• [WHAT IS REQUIRED]
Print the part of the items that opens with the line containing "identify the metal" and runs through the end of the items, reproducing each line exactly; include both ends.

• [RECORDS]
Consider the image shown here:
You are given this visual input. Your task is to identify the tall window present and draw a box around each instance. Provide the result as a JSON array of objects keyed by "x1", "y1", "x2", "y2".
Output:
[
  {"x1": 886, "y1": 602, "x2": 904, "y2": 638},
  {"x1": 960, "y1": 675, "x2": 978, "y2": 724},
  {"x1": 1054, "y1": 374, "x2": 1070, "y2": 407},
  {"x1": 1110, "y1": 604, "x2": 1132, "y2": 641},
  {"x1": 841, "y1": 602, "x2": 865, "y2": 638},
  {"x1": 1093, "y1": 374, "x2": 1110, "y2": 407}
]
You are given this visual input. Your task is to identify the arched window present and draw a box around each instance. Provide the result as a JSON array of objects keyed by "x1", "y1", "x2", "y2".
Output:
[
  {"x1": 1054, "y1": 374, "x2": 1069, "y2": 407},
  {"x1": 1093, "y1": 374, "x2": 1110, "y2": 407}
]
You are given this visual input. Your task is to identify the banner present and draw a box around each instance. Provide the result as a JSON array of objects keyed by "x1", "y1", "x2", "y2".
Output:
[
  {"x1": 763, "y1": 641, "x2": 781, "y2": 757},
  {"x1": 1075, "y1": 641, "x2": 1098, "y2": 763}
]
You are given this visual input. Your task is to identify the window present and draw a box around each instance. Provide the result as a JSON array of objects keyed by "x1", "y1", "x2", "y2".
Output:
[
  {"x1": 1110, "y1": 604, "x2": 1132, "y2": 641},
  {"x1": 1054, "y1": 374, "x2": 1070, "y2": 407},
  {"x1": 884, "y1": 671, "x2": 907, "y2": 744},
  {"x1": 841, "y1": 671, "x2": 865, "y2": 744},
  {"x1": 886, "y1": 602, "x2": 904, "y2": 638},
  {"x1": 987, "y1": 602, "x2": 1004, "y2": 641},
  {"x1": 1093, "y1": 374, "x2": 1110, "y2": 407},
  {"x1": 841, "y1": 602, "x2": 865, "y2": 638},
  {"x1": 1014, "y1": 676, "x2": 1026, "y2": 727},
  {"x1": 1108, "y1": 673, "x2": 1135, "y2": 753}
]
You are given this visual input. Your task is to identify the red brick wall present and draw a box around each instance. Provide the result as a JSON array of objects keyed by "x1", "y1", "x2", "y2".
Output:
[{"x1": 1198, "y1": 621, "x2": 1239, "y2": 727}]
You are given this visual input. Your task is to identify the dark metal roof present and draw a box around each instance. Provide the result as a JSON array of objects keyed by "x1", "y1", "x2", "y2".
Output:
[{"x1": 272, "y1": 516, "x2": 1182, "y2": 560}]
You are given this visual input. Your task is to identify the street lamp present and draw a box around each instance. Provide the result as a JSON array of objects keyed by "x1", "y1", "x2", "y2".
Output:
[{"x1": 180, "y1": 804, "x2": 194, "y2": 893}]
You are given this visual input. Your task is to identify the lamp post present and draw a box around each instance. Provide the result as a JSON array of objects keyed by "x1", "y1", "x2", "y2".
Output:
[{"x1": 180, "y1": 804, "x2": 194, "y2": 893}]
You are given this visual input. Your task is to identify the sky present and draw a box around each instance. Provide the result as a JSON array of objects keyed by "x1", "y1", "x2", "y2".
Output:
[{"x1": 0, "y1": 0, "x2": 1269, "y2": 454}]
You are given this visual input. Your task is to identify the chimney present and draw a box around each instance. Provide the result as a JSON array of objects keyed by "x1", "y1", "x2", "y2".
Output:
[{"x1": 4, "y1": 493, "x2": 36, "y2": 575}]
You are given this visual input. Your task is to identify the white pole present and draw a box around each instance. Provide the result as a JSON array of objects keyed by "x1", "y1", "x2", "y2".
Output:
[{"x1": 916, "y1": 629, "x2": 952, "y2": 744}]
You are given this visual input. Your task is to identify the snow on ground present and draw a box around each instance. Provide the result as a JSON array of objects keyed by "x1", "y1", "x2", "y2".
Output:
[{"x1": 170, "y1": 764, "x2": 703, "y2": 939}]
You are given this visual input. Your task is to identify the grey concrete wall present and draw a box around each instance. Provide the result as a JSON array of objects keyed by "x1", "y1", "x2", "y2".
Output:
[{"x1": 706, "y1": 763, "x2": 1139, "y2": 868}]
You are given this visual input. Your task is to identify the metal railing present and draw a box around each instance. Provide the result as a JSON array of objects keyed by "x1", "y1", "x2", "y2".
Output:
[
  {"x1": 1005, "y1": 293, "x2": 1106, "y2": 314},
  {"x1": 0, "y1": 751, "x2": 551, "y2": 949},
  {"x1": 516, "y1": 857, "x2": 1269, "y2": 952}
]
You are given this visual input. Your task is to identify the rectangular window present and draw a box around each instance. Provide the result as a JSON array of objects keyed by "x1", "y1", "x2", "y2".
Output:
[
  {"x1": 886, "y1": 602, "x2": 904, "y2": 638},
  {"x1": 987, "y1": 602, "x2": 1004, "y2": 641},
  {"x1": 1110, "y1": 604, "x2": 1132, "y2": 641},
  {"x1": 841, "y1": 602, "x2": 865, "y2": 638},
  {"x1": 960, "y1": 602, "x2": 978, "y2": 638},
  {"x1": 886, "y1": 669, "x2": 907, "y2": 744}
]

• [REPLY]
You are given this visual input. Your task is to identify the metal railing present and draw a box around each instance. Provide the result as a JSON array of objects keyed by "x1", "y1", "x2", "y2".
Output:
[
  {"x1": 1005, "y1": 293, "x2": 1106, "y2": 314},
  {"x1": 0, "y1": 751, "x2": 551, "y2": 949},
  {"x1": 516, "y1": 857, "x2": 1269, "y2": 952}
]
You are given this visual input. Your task is to identify the rectangular window present and draw a box around each instance. Provide the result as a JSON array of objects keyed by "x1", "y1", "x2", "y2".
Output:
[
  {"x1": 886, "y1": 602, "x2": 904, "y2": 638},
  {"x1": 987, "y1": 602, "x2": 1004, "y2": 641},
  {"x1": 1110, "y1": 604, "x2": 1132, "y2": 641},
  {"x1": 841, "y1": 602, "x2": 865, "y2": 638},
  {"x1": 960, "y1": 602, "x2": 978, "y2": 638},
  {"x1": 886, "y1": 669, "x2": 907, "y2": 744}
]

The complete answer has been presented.